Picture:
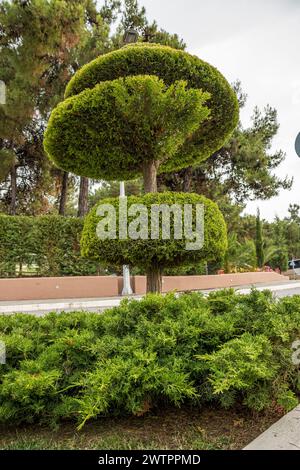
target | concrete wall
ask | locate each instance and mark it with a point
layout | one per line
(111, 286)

==

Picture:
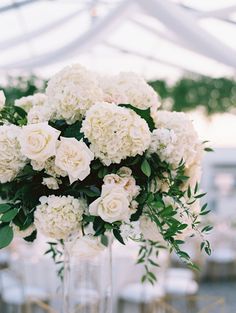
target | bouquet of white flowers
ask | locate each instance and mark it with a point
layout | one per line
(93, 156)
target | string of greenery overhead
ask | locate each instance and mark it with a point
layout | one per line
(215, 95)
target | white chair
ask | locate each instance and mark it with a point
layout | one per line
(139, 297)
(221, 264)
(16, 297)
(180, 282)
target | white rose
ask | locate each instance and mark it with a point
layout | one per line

==

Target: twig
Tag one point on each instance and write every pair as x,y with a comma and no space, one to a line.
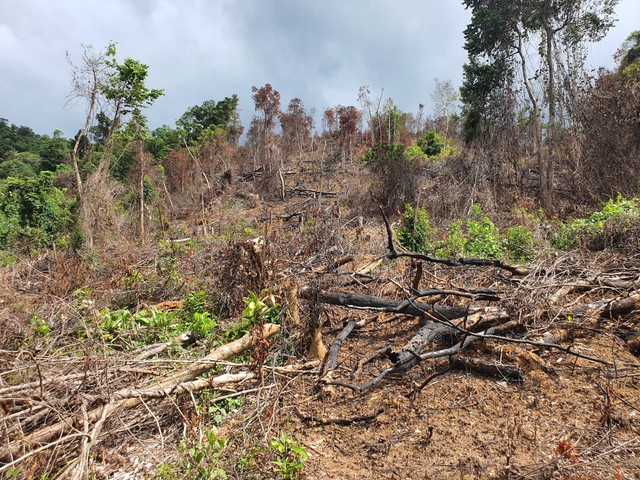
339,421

### EXERCISE OBJECTIVE
Collect each line of the entries above that contains the word "white", copying it in full. Letter case counts.

### ANSWER TO THE TASK
target | bouquet of white flowers
target | white chair
target | white rose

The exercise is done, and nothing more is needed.